*Bagian Teks*:
━━━━━━━━━━

KETIKA WAKTU TIDAK LAGI MENUNGGU

Penulis: Dra. Sumarmi | 10 Sep 2025 | Pengunjung: 20
Cover
Saya masih ingat wajah Ibu terakhir kali saya lihat. Matanya sayu, namun tetap tersenyum—senyum yang tak pernah berubah sejak kecil. Senyum yang menenangkan saat demam tinggi, nilai matematik buruk, atau ketika pulang dengan luka di lutut akibat jatuh dari sepeda. Senyum itu selalu hadir seolah berkata, “Tidak apa-apa, Nak. Ibu di sini.”

Pada saat itu saya masih menjadi guru honorer, dengan gaji pas-pasan dan hidup sederhana. Setiap pulang mengajar, saya langsung menuju rumah sakit. Kakak dan saya bergantian menjaga: dia siang, saya malam. Meski kami memiliki kesibukan masing-masing, cinta pada Ibu membuat semua terasa ringan.
Penyakit Ibu sudah kronis, bahkan dokter menyebutnya komplikasi. “Bersabarlah. Lakukan yang terbaik. Waktunya mungkin tidak lama,” ucap mereka, seolah menyiapkan kami untuk yang tak terhindarkan. Tubuhnya semakin lemah, selang oksigen menempel di hidung, suara seraknya hampir kalah oleh bunyi mesin medis.

━━━━━━━━━━

*Materi yang Disediakan*:
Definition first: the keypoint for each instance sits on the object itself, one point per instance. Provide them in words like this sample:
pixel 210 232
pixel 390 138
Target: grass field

━━━━━━━━━━

*Petunjuk Latihan*:
[1] Menurut kisah tentang Ibu, siapa yang berjaga di rumah sakit pada siang hari?
[2] Tuliskan kembali bagian kisah tentang Ibu dari "Pada saat itu" sampai "semua terasa ringan.", lalu gantikan "guru honorer" dengan "guru tetap".
[3] Teruskan kisah tentang Ibu mulai dari kalimat terakhirnya.
Materi di atas tidak diperlukan untuk mengerjakan latihan ini.

*Jawaban Tiap Tugas*:
[1] Kakak yang berjaga pada siang hari.

[2]
Pada saat itu saya masih menjadi guru tetap, dengan gaji pas-pasan dan hidup sederhana. Setiap pulang mengajar, saya langsung menuju rumah sakit. Kakak dan saya bergantian menjaga: dia siang, saya malam. Meski kami memiliki kesibukan masing-masing, cinta pada Ibu membuat semua terasa ringan.

[3]
Malam itu, Ibu berbisik lirih, “Maafin Ibu ya, belum bisa lihat kamu sukses…”
Tangan yang dulu kuat memeras cucian kini gemetar. Saya menggenggamnya erat-erat. “Ibu, jangan berkata begitu. Saya yang seharusnya meminta maaf… belum bisa membahagiakan Ibu, belum mampu membuat Ibu bangga,” ucap saya, menahan tangis.

Senyum tipis itu kembali terlihat. Lalu perlahan, matanya tertutup. Tenang. Sunyi. Seakan waktu berhenti.

Hari-hari setelahnya terasa kabur. Ada pelukan, ucapan belasungkawa, dan tangis dari banyak orang. Namun yang paling menusuk bukan suara mereka, melainkan suara hati saya sendiri—penuh penyesalan.

Saya belum sempat membelikan baju yang dulu sering Ibu bisikkan ingin ia miliki saat kami tidur beralaskan tikar bambu. Belum sempat menghadiahkan kursi roda yang sering ia tulis diam-diam di sudut kalender tua. Dan yang paling menyayat hati, belum sempat mengucapkan secara langsung, “Terima kasih, Bu… untuk semuanya.”

Padahal, Ibu tak pernah menuntut. Ia tak pernah meminta balasan. Harapannya sederhana: agar saya hidup baik, jujur, dan tidak lupa salat.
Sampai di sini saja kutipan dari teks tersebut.